Work item - Continue the piece about Moscow car insurance agents, picking up right after its final sentence.

Extract to read -
.....

I’ve had some bad experiences with insurance agents here in Moscow. An agent at a major insurance company once aggressively accused my wife (a native Muscovite) of not being a patriot after she muttered a complaint under her breath about excessive bureaucracy involved in purchasing a third-party liability insurance policy for our car.
Also, parked down the street from my apartment there’s a pack of vans, out of which some shady-looking dudes sell car insurance. By 4 p.m., they’re usually all totally hammered. They all huddle together in one of the vans chasing vodka shots with pickles and mayonnaise-based salads. I mean, it looks like a good time, but it doesn’t exactly reassure me about the services they’re offering.
Anyway, thing got extremely ugly this week between two car insurance agents vying for the same client outside a local traffic police precinct on Ulitsa Frunze in central Moscow, Komsomolskaya Pravda reported.

.....

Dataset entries
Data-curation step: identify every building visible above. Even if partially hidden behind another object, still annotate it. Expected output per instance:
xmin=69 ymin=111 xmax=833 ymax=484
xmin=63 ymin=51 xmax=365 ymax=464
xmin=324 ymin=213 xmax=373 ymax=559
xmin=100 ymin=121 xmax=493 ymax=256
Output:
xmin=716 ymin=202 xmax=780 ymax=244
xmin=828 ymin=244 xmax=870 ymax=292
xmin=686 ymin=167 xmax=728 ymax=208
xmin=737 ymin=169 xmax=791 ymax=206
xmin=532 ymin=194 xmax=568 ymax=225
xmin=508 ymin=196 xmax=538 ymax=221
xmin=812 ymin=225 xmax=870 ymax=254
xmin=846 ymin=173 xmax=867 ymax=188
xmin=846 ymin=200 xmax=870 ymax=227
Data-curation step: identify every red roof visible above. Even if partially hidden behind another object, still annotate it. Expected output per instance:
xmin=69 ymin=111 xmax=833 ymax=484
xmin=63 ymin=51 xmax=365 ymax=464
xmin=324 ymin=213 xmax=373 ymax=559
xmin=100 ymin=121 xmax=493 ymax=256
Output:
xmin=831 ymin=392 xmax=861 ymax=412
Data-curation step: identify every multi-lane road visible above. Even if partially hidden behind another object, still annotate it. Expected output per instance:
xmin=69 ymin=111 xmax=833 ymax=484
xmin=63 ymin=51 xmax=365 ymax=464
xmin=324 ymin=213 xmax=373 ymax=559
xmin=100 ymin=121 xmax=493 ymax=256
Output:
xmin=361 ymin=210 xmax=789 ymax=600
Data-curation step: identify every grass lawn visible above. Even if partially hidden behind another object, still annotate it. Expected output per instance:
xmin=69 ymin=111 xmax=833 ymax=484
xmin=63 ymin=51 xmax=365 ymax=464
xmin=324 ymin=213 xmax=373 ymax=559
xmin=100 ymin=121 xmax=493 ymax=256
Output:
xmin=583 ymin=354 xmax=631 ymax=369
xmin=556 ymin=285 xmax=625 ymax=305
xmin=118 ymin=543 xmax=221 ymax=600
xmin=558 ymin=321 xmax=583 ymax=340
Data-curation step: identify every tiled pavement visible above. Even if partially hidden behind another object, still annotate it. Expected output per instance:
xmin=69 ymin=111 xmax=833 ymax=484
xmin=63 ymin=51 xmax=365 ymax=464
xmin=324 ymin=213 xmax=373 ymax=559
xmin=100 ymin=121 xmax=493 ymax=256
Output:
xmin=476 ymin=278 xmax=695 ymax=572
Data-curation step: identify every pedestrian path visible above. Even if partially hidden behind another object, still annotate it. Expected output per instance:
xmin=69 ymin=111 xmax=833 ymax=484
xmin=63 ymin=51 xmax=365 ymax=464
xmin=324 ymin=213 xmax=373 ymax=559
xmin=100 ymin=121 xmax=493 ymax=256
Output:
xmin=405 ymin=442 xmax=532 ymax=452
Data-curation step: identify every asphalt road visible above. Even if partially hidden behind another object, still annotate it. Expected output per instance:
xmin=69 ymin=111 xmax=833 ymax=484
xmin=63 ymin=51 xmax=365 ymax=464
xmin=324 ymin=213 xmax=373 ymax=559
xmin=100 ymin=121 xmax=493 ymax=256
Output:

.....

Answer section -
The potential client pulled up to the precinct to register his foreign car with police and was immediately swarmed by insurance agents hanging around outside and peddling accident coverage. The client, however, was of the indecisive variety, KP said, and his hesitation was the fuel that ignited a quarrel among the agents.
The conflict escalated quickly from verbal to physical, and then one of the agents pulled out a rubber bullet gun known as an osa, or “wasp,” and shot another agent in the eye and in the chest.
The cops and other agents scrambled to break up the melee, and the victim was hospitalized with serious injuries. The shooter is being charged with hooliganism, KP reported.